*What is asked*: Please format the lines of the data below as a numbered list, leaving out blank lines and the pictures.

[BEGIN Entries shown]

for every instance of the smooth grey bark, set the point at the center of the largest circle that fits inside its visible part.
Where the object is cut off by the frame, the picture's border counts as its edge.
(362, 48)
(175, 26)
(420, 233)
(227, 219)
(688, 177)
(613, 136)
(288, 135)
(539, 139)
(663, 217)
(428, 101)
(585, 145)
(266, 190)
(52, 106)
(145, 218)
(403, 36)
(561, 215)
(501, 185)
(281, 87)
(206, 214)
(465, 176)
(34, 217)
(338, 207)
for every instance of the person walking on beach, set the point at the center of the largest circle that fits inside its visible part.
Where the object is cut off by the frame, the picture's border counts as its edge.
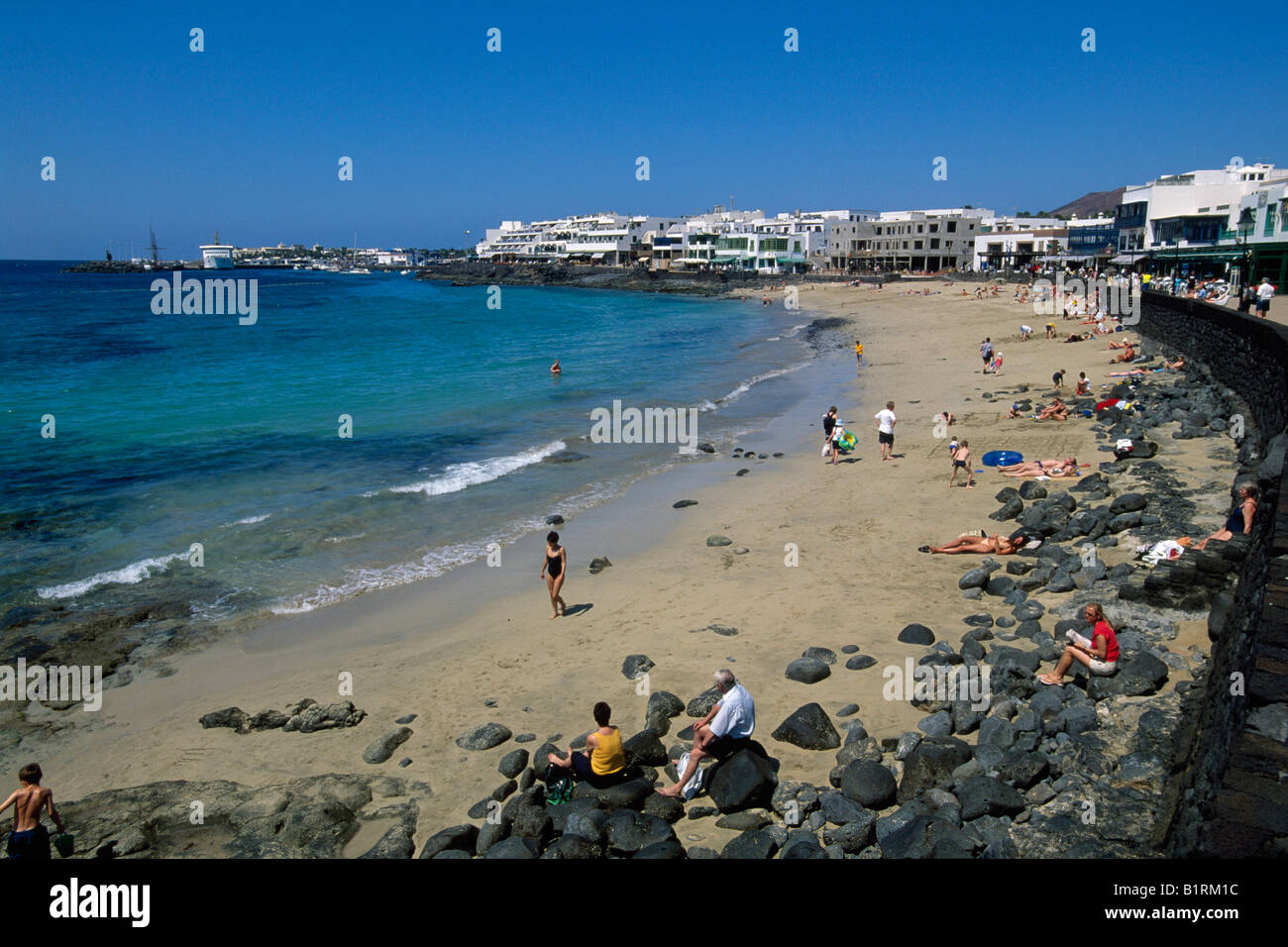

[END Entries shown]

*The result*:
1. for every instance of the smooth grey bark, set the point at the center of the largest circle that fits inside its visible part.
2. Where the object is cut off by the frame, the picture's border counts as its edge.
3. (362, 48)
4. (175, 26)
5. (420, 233)
6. (227, 219)
7. (688, 177)
8. (613, 136)
9. (288, 135)
10. (539, 139)
11. (663, 217)
12. (428, 101)
13. (585, 145)
14. (266, 190)
15. (52, 106)
16. (145, 218)
17. (403, 36)
18. (561, 215)
19. (501, 185)
20. (281, 87)
21. (206, 214)
22. (465, 176)
23. (34, 217)
24. (338, 207)
25. for every instance of the person walking on beach, set the point at the center of the largest circle that fits inside its visible part.
26. Where the object is cut off by the frame, the picture's border counts as its edge.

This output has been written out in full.